Retrieve all lines below that have the string "point".
########################################
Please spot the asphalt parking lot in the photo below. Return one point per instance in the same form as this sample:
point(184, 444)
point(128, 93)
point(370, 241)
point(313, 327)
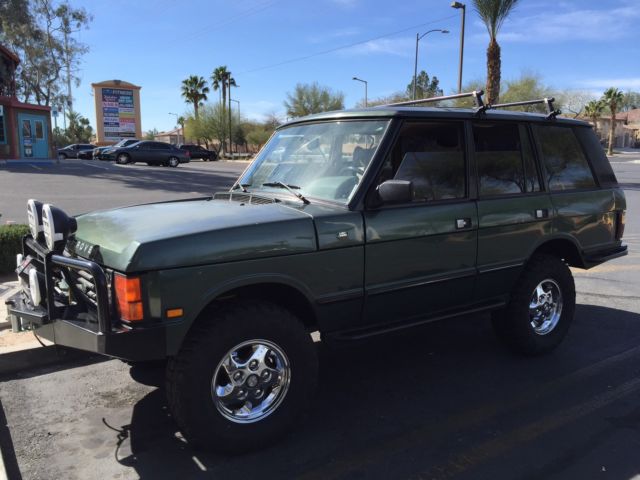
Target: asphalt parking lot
########################################
RESULT OF THIS EXERCISE:
Please spot the asphalt parking lot in the photo below. Return one point per instance in the same form as this sample:
point(184, 444)
point(128, 93)
point(370, 241)
point(313, 327)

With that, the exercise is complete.